→ Excerto do texto
Em relação a praticamente todas as questões suscitadas pelos deputados do PAICV, o Tribunal Constitucional não declarou as inconstitucionalidades alegadas pelos recorrentes. Apenas quanto ao segundo segmento do artigo III do SOFA - relativo à imunidade de jurisdição penal do pessoal dos Estados Unidos em missão no território de Cabo Verde – o Tribunal proferiu uma declaração de inconstitucionalidade “sem redução do texto”.
Na sua generalidade, os órgãos de comunicação social, privados e públicos, interpretaram tal declaração de inconstitucionalidade como rejeição da imunidade de jurisdição penal concedida à parte americana e consequente proibição de os EUA julgarem o seu pessoal militar ou conexo por crimes cometidos durante a sua permanência em missão no território nacional cabo-verdiano.
Com o mesmo entendimento, o PAICV congratulou-se com o Acórdão. E o ex-Primeiro Ministro dos Governos do PAICV, Dr. José Maria Neves igualmente o fez, realçando que durante oito anos havia bloqueado as negociações do SOFA precisamente por considerar inconstitucional a imunidade de jurisdição penal exigida pela parte americana.
Agências de notícias internacionais, bebendo na comunicação social cabo-verdiana e nos pronunciamentos referidos, espalharam pelo mundo a mesma versão. E, seguramente, fizeram soar campainhas em algumas chancelarias.

→ Tarefa breve
Cite, sem alterações, o trecho do texto sobre o acórdão do Tribunal Constitucional relativo ao SOFA que vai de "Na sua generalidade, os" até "pela parte americana.". As entradas não são necessárias.

→ Entradas
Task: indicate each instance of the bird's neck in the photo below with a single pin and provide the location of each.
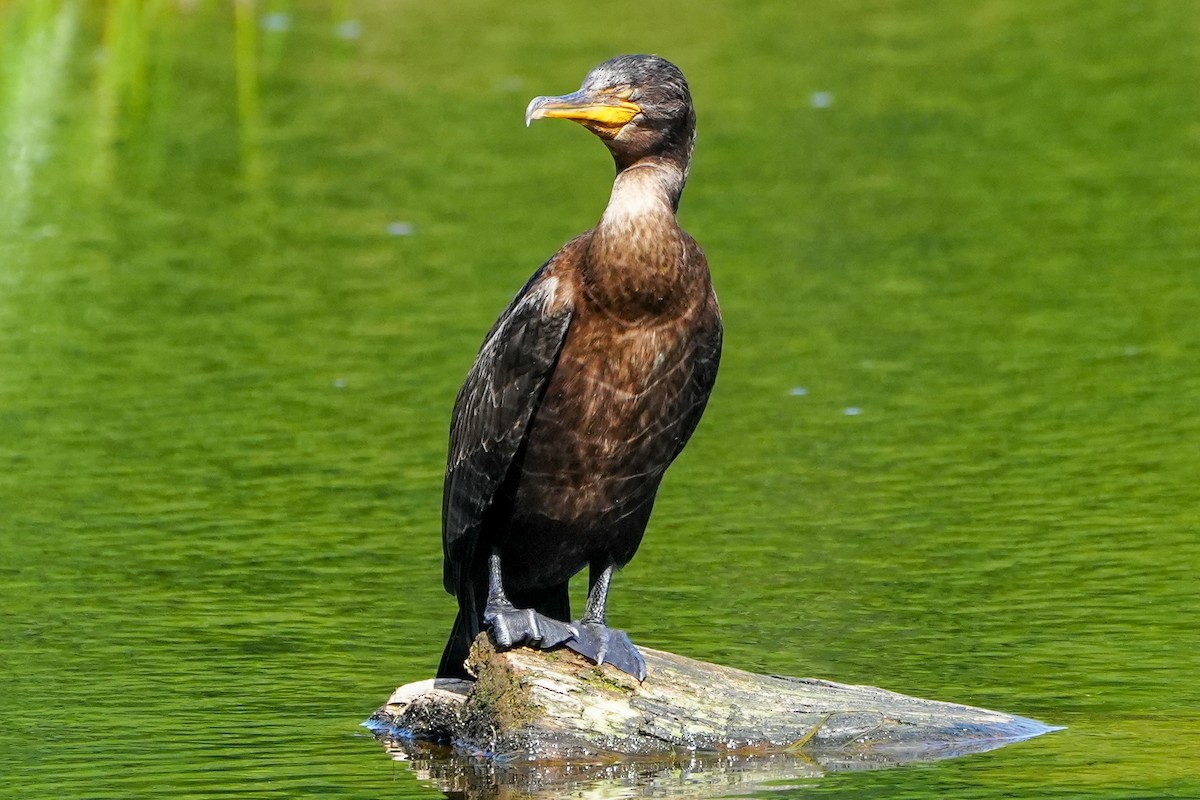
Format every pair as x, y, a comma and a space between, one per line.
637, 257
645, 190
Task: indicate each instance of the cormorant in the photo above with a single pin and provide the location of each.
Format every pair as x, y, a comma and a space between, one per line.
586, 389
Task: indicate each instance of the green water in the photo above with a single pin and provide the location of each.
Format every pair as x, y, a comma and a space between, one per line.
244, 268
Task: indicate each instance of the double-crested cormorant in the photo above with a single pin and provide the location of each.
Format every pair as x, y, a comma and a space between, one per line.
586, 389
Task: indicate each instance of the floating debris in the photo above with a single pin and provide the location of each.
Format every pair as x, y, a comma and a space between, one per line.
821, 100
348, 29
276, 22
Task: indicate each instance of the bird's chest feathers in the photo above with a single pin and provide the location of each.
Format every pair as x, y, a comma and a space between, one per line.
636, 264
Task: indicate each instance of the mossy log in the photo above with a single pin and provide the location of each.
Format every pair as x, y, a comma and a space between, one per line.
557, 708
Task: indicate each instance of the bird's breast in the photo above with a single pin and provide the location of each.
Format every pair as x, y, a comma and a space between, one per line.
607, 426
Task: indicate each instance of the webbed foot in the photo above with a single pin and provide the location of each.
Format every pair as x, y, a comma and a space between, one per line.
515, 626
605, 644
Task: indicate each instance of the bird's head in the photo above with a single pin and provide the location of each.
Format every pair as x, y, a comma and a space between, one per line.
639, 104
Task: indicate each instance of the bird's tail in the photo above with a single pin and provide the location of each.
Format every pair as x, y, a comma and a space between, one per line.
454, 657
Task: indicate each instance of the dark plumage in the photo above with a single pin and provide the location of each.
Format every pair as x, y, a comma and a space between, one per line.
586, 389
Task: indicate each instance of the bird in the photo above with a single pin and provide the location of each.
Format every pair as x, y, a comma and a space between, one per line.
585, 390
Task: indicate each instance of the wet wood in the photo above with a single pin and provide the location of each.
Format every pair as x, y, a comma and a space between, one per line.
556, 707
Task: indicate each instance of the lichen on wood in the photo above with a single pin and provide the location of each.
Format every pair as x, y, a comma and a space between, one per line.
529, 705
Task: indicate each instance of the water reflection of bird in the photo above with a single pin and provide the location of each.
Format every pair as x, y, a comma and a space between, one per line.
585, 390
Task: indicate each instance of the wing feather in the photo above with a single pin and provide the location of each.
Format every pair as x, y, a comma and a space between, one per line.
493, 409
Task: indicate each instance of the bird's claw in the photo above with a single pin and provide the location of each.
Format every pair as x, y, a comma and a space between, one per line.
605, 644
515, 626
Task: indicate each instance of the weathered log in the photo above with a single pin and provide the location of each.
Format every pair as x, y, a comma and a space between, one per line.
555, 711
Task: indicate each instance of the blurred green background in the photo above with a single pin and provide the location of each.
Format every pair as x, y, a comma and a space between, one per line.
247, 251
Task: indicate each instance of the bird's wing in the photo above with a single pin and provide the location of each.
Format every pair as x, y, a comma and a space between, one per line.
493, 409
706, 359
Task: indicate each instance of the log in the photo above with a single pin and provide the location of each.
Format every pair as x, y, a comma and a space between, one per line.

→ Resultado da tarefa
Na sua generalidade, os órgãos de comunicação social, privados e públicos, interpretaram tal declaração de inconstitucionalidade como rejeição da imunidade de jurisdição penal concedida à parte americana e consequente proibição de os EUA julgarem o seu pessoal militar ou conexo por crimes cometidos durante a sua permanência em missão no território nacional cabo-verdiano.
Com o mesmo entendimento, o PAICV congratulou-se com o Acórdão. E o ex-Primeiro Ministro dos Governos do PAICV, Dr. José Maria Neves igualmente o fez, realçando que durante oito anos havia bloqueado as negociações do SOFA precisamente por considerar inconstitucional a imunidade de jurisdição penal exigida pela parte americana.